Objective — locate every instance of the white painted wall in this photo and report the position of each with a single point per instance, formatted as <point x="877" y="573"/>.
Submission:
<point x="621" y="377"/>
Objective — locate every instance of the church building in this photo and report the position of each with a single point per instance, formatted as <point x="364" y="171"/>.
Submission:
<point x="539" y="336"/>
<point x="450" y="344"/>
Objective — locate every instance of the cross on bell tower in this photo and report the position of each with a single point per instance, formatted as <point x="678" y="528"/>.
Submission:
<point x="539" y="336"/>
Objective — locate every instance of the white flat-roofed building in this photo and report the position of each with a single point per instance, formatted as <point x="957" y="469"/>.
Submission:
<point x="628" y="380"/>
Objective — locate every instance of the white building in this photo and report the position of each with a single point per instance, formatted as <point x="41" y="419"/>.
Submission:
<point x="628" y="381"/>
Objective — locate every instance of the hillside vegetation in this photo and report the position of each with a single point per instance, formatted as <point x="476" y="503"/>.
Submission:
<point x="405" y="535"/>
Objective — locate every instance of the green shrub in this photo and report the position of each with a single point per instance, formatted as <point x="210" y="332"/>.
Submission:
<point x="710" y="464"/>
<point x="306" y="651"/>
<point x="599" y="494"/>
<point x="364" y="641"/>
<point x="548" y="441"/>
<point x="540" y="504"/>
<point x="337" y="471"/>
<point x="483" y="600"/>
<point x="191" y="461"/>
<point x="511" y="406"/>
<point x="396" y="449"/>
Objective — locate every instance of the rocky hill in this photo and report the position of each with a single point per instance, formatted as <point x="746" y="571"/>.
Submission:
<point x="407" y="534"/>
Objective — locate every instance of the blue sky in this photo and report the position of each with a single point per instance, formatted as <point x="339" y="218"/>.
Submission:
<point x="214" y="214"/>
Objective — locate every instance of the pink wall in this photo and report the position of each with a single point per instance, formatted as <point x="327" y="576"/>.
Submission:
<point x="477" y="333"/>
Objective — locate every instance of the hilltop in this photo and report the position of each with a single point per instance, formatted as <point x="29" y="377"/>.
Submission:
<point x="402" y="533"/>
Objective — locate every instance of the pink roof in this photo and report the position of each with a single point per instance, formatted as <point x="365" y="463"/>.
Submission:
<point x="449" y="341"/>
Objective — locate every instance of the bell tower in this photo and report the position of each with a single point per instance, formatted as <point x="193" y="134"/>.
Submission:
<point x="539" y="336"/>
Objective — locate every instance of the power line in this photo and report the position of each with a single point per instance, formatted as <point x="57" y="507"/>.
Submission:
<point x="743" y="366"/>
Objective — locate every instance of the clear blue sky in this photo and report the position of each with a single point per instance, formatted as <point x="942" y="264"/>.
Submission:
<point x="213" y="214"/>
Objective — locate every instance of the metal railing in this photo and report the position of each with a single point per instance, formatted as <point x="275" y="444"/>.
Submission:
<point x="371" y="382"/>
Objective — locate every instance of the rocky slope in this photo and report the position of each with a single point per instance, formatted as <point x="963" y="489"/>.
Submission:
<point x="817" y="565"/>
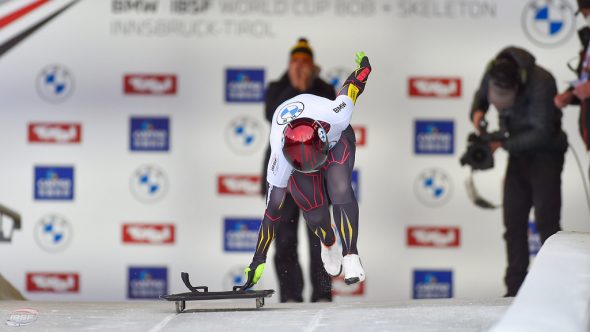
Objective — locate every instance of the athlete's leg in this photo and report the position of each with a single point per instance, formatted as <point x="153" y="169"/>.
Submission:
<point x="309" y="194"/>
<point x="275" y="198"/>
<point x="307" y="189"/>
<point x="339" y="169"/>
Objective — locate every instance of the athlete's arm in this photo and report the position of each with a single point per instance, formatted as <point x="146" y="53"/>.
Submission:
<point x="355" y="83"/>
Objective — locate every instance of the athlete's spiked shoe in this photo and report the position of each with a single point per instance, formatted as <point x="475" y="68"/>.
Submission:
<point x="353" y="269"/>
<point x="332" y="258"/>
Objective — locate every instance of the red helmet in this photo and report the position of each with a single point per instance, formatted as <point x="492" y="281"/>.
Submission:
<point x="305" y="144"/>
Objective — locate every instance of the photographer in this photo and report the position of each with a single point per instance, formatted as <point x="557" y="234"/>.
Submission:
<point x="523" y="92"/>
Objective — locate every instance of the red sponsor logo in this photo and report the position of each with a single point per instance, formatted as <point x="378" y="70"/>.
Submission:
<point x="238" y="185"/>
<point x="55" y="133"/>
<point x="434" y="87"/>
<point x="340" y="288"/>
<point x="149" y="233"/>
<point x="53" y="282"/>
<point x="433" y="236"/>
<point x="150" y="84"/>
<point x="361" y="135"/>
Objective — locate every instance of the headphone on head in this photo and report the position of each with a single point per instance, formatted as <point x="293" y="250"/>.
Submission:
<point x="521" y="72"/>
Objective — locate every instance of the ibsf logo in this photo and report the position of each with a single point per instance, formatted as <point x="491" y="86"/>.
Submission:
<point x="433" y="284"/>
<point x="434" y="87"/>
<point x="60" y="133"/>
<point x="147" y="282"/>
<point x="361" y="135"/>
<point x="244" y="135"/>
<point x="340" y="288"/>
<point x="434" y="137"/>
<point x="149" y="134"/>
<point x="135" y="233"/>
<point x="53" y="282"/>
<point x="420" y="236"/>
<point x="244" y="85"/>
<point x="241" y="234"/>
<point x="189" y="6"/>
<point x="53" y="233"/>
<point x="55" y="83"/>
<point x="433" y="187"/>
<point x="54" y="183"/>
<point x="240" y="185"/>
<point x="149" y="84"/>
<point x="548" y="23"/>
<point x="149" y="183"/>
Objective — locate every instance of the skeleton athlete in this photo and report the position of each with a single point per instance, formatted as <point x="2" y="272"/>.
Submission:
<point x="313" y="150"/>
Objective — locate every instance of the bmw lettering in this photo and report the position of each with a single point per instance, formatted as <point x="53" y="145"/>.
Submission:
<point x="55" y="83"/>
<point x="54" y="183"/>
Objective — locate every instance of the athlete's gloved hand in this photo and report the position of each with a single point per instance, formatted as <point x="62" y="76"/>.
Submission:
<point x="362" y="61"/>
<point x="355" y="83"/>
<point x="253" y="274"/>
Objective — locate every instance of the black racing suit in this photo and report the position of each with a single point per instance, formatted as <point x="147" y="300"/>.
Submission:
<point x="286" y="259"/>
<point x="536" y="148"/>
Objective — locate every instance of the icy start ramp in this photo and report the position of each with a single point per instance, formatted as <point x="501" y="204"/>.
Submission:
<point x="555" y="295"/>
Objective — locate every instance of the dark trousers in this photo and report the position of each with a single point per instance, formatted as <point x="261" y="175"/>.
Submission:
<point x="287" y="261"/>
<point x="531" y="181"/>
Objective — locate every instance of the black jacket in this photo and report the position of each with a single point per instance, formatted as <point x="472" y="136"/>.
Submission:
<point x="584" y="118"/>
<point x="534" y="122"/>
<point x="281" y="90"/>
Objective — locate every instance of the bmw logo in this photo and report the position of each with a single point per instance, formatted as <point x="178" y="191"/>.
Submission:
<point x="55" y="83"/>
<point x="548" y="23"/>
<point x="244" y="135"/>
<point x="433" y="187"/>
<point x="149" y="183"/>
<point x="53" y="233"/>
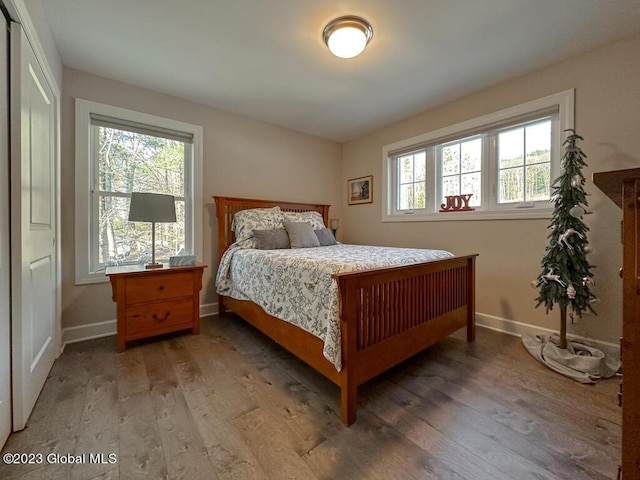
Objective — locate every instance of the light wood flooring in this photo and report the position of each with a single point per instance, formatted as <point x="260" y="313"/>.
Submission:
<point x="231" y="404"/>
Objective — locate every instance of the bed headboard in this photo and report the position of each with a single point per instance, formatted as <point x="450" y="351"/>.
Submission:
<point x="226" y="208"/>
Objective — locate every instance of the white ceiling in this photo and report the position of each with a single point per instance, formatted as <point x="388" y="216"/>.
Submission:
<point x="265" y="58"/>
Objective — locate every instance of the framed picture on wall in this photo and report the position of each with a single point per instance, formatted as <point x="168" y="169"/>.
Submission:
<point x="360" y="190"/>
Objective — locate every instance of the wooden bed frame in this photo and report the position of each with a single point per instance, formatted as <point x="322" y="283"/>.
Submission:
<point x="387" y="314"/>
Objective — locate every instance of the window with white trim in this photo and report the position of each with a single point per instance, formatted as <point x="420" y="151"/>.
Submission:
<point x="118" y="152"/>
<point x="505" y="161"/>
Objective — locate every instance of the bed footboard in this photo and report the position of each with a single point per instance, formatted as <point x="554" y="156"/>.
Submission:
<point x="389" y="315"/>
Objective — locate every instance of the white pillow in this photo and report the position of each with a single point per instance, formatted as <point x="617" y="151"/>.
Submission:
<point x="312" y="217"/>
<point x="246" y="221"/>
<point x="301" y="235"/>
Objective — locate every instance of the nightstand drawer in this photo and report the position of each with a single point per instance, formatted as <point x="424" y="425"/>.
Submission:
<point x="158" y="287"/>
<point x="156" y="317"/>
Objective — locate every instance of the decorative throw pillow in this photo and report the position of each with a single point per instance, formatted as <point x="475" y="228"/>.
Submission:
<point x="314" y="218"/>
<point x="246" y="221"/>
<point x="301" y="235"/>
<point x="274" y="239"/>
<point x="325" y="237"/>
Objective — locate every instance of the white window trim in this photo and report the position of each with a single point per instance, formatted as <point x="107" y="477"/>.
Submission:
<point x="84" y="109"/>
<point x="564" y="101"/>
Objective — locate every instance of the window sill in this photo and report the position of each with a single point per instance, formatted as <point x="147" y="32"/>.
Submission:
<point x="511" y="214"/>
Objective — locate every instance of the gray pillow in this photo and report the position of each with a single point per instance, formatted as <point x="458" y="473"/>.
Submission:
<point x="325" y="237"/>
<point x="301" y="235"/>
<point x="273" y="239"/>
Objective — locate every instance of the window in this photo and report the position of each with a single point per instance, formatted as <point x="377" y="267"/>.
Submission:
<point x="119" y="151"/>
<point x="505" y="161"/>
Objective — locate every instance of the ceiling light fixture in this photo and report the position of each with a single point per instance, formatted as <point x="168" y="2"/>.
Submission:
<point x="347" y="36"/>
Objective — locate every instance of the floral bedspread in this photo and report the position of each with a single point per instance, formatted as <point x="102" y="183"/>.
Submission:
<point x="295" y="285"/>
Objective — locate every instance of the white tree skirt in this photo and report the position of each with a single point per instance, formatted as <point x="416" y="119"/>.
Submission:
<point x="581" y="362"/>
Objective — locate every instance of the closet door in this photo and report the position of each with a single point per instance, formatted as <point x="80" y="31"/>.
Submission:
<point x="33" y="227"/>
<point x="5" y="312"/>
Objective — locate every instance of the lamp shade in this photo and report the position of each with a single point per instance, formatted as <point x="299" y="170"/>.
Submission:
<point x="152" y="207"/>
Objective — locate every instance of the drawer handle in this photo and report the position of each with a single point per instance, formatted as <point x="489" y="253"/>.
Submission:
<point x="160" y="320"/>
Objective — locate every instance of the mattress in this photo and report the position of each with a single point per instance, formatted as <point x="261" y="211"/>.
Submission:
<point x="296" y="285"/>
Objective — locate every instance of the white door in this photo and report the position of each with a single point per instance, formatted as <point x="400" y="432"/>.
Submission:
<point x="33" y="226"/>
<point x="5" y="312"/>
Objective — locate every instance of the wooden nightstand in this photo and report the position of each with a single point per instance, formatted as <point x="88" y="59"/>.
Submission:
<point x="152" y="302"/>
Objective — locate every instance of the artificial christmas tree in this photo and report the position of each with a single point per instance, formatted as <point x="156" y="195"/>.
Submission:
<point x="566" y="277"/>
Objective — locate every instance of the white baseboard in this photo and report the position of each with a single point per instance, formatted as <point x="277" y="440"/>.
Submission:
<point x="88" y="332"/>
<point x="511" y="327"/>
<point x="503" y="325"/>
<point x="109" y="327"/>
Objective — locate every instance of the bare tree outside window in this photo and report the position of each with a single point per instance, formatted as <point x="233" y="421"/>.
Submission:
<point x="127" y="162"/>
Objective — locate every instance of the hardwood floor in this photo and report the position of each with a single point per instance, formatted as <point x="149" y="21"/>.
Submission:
<point x="231" y="404"/>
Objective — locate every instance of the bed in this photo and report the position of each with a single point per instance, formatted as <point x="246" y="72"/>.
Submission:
<point x="386" y="315"/>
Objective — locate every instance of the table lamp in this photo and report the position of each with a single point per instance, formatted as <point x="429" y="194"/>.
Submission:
<point x="152" y="207"/>
<point x="333" y="225"/>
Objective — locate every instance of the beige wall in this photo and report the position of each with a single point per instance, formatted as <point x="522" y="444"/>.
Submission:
<point x="242" y="157"/>
<point x="607" y="115"/>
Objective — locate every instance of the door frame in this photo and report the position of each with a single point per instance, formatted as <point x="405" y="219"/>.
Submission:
<point x="19" y="13"/>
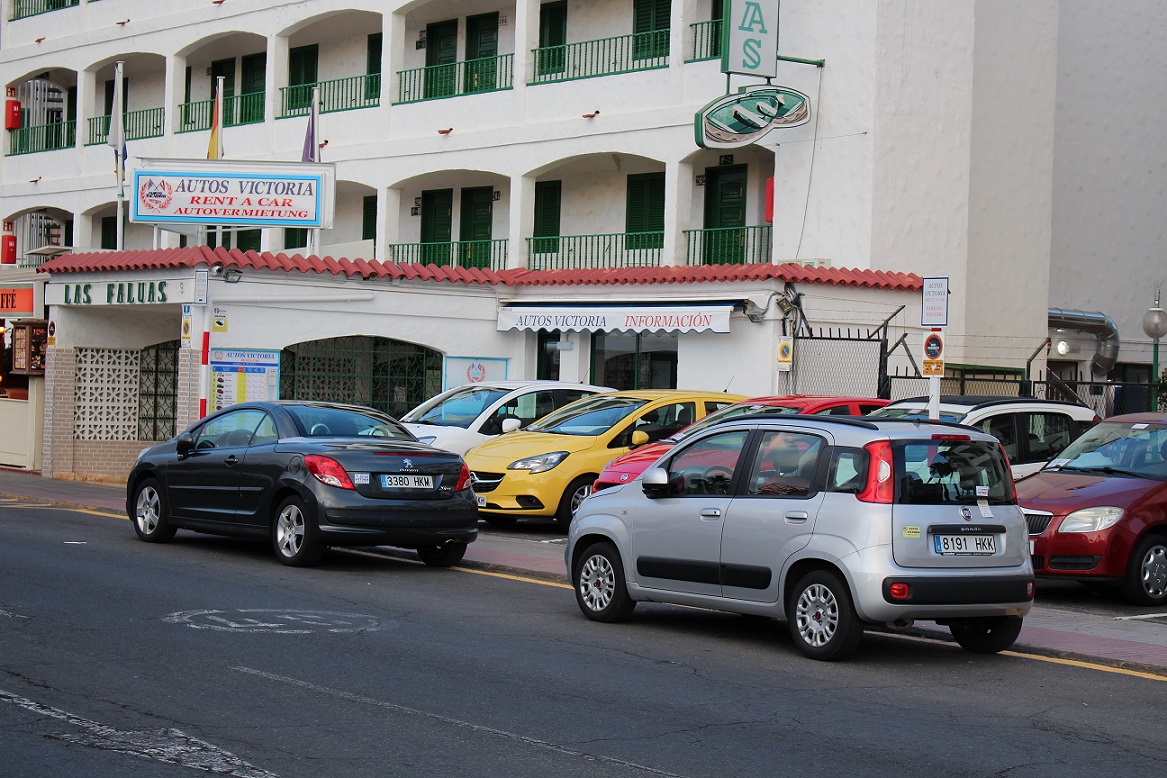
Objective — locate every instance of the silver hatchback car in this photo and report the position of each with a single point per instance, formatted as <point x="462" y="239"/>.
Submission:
<point x="827" y="523"/>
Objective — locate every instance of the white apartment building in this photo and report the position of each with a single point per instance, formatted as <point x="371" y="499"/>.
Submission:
<point x="979" y="140"/>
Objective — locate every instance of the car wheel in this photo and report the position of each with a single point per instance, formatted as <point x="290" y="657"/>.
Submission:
<point x="1146" y="576"/>
<point x="292" y="535"/>
<point x="822" y="617"/>
<point x="575" y="493"/>
<point x="445" y="555"/>
<point x="151" y="520"/>
<point x="986" y="635"/>
<point x="600" y="587"/>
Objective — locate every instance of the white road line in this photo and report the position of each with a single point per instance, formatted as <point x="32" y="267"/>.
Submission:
<point x="446" y="720"/>
<point x="169" y="745"/>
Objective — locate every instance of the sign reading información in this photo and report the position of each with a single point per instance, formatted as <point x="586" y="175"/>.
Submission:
<point x="233" y="194"/>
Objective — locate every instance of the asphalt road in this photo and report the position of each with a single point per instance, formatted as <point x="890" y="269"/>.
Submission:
<point x="120" y="658"/>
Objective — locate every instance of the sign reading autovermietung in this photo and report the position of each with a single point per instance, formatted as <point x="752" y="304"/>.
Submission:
<point x="228" y="193"/>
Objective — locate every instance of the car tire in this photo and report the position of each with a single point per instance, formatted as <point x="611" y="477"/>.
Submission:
<point x="293" y="534"/>
<point x="822" y="617"/>
<point x="151" y="519"/>
<point x="986" y="635"/>
<point x="445" y="555"/>
<point x="600" y="588"/>
<point x="575" y="493"/>
<point x="1146" y="574"/>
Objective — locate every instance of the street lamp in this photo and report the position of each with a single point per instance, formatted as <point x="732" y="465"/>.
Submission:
<point x="1154" y="324"/>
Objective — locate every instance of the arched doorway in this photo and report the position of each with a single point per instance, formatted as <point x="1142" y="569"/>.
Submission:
<point x="391" y="376"/>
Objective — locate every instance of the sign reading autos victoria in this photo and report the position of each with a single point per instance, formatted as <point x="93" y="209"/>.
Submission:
<point x="235" y="193"/>
<point x="638" y="319"/>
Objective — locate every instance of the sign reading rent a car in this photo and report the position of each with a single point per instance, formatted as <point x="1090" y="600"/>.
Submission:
<point x="232" y="193"/>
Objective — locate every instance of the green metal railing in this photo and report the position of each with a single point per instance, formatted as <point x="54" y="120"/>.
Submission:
<point x="602" y="57"/>
<point x="237" y="110"/>
<point x="706" y="40"/>
<point x="581" y="251"/>
<point x="749" y="245"/>
<point x="336" y="95"/>
<point x="146" y="123"/>
<point x="42" y="138"/>
<point x="468" y="77"/>
<point x="26" y="8"/>
<point x="461" y="253"/>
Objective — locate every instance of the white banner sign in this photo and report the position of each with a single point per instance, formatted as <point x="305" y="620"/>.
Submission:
<point x="238" y="194"/>
<point x="636" y="319"/>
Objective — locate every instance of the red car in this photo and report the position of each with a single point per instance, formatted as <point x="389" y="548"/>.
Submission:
<point x="1098" y="512"/>
<point x="624" y="468"/>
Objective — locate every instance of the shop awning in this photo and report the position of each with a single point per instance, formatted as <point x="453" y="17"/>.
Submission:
<point x="631" y="317"/>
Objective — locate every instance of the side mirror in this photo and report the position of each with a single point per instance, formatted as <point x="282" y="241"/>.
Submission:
<point x="184" y="444"/>
<point x="655" y="482"/>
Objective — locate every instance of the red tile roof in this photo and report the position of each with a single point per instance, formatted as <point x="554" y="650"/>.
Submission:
<point x="372" y="268"/>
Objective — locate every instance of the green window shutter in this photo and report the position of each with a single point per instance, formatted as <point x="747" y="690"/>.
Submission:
<point x="369" y="218"/>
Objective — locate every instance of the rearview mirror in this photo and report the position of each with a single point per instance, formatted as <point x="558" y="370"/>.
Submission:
<point x="655" y="482"/>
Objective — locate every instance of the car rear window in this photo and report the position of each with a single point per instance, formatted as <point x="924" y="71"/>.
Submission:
<point x="951" y="472"/>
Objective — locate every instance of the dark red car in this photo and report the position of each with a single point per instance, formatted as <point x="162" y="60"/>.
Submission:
<point x="624" y="468"/>
<point x="1098" y="512"/>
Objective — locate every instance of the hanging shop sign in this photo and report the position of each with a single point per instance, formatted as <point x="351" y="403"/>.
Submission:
<point x="634" y="319"/>
<point x="239" y="375"/>
<point x="743" y="117"/>
<point x="749" y="37"/>
<point x="235" y="193"/>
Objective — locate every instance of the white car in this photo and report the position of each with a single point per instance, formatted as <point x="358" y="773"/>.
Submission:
<point x="461" y="418"/>
<point x="1033" y="432"/>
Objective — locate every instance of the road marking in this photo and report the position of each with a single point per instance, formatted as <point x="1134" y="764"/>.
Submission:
<point x="166" y="744"/>
<point x="455" y="722"/>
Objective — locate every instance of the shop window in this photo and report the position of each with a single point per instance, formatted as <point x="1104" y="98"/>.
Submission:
<point x="158" y="385"/>
<point x="391" y="376"/>
<point x="634" y="361"/>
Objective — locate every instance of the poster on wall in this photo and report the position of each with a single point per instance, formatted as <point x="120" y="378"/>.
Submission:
<point x="240" y="375"/>
<point x="473" y="370"/>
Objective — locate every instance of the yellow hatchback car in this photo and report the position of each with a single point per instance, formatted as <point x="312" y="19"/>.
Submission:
<point x="547" y="469"/>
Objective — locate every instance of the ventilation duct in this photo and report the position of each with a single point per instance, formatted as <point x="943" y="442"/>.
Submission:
<point x="1094" y="323"/>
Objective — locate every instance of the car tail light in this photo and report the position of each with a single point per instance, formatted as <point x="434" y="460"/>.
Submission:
<point x="463" y="479"/>
<point x="328" y="470"/>
<point x="880" y="486"/>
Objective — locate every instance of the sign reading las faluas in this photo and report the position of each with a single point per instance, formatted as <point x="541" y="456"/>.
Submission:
<point x="235" y="193"/>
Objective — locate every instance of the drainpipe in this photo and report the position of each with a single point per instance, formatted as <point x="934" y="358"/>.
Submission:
<point x="1095" y="323"/>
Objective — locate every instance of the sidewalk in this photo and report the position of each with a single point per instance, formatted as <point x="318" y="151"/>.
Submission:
<point x="1138" y="643"/>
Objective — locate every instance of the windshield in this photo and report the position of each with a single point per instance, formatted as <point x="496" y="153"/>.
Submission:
<point x="593" y="415"/>
<point x="459" y="408"/>
<point x="1133" y="449"/>
<point x="732" y="412"/>
<point x="916" y="413"/>
<point x="319" y="421"/>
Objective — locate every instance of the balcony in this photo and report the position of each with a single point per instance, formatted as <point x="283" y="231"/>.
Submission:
<point x="603" y="57"/>
<point x="706" y="41"/>
<point x="147" y="123"/>
<point x="589" y="251"/>
<point x="750" y="245"/>
<point x="237" y="110"/>
<point x="26" y="8"/>
<point x="468" y="77"/>
<point x="486" y="254"/>
<point x="42" y="138"/>
<point x="337" y="95"/>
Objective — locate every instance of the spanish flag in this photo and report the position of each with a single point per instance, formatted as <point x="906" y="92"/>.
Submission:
<point x="215" y="147"/>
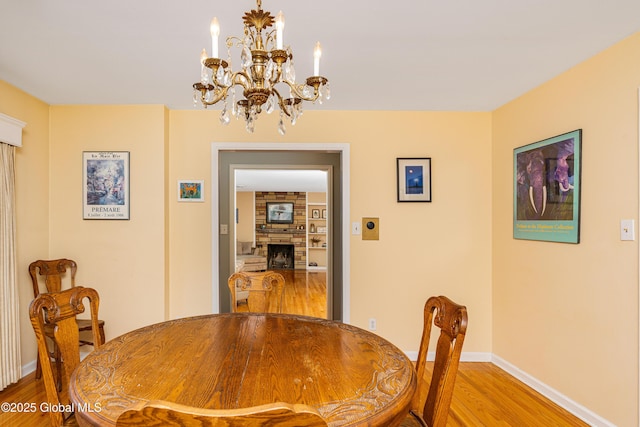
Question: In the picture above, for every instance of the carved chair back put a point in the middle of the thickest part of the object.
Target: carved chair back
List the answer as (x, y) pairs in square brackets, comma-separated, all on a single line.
[(170, 414), (265, 291), (431, 403), (53, 272), (58, 310)]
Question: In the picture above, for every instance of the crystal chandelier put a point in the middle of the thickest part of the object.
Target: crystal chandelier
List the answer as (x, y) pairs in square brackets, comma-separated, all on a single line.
[(266, 77)]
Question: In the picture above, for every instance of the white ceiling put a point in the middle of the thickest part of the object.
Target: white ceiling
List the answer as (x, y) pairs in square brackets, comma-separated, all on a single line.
[(281, 180), (465, 55)]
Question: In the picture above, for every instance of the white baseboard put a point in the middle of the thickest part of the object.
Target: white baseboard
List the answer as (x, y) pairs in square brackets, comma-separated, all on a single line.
[(555, 396), (28, 368)]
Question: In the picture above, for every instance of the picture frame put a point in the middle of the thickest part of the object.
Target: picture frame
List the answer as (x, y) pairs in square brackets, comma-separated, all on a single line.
[(279, 212), (105, 185), (546, 189), (414, 179), (191, 190)]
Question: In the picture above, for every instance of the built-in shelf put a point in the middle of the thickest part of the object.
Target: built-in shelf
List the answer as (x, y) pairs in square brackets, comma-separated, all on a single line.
[(280, 230), (317, 254)]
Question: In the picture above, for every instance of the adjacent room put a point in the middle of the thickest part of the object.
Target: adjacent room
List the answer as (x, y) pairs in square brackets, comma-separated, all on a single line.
************
◆ WORK ORDER
Read through the entries and copy each line in which "sign" appears.

◆ WRITTEN SOLUTION
Objective — locate every instance of the sign reading información in this photo and report the position of each with a single point per instance, formatted as <point x="586" y="175"/>.
Objective — locate every instance of the sign reading autovermietung in this photo and report the position of each with a single point per instance, formatted as <point x="752" y="304"/>.
Objective — locate every instance of the sign reading autos victoria in this photo and report the position of each with a single point per instance, formatted as <point x="93" y="209"/>.
Objective — locate every instance of the sign reading rent a car in this photo and report the position of each with a single point per instance, formatted as <point x="1090" y="600"/>.
Objective — locate every instance of the white banner sign in this photo and report the position of each with a single point per instance, formatted as <point x="305" y="620"/>.
Objective — locate every instance of the hanging shop sign in this photo and report the position of each with a single point per instance, formatted as <point x="351" y="403"/>.
Objective — locate every instance of the sign reading las faluas in this photo and report the position of each with a single point per instance, formatted as <point x="541" y="456"/>.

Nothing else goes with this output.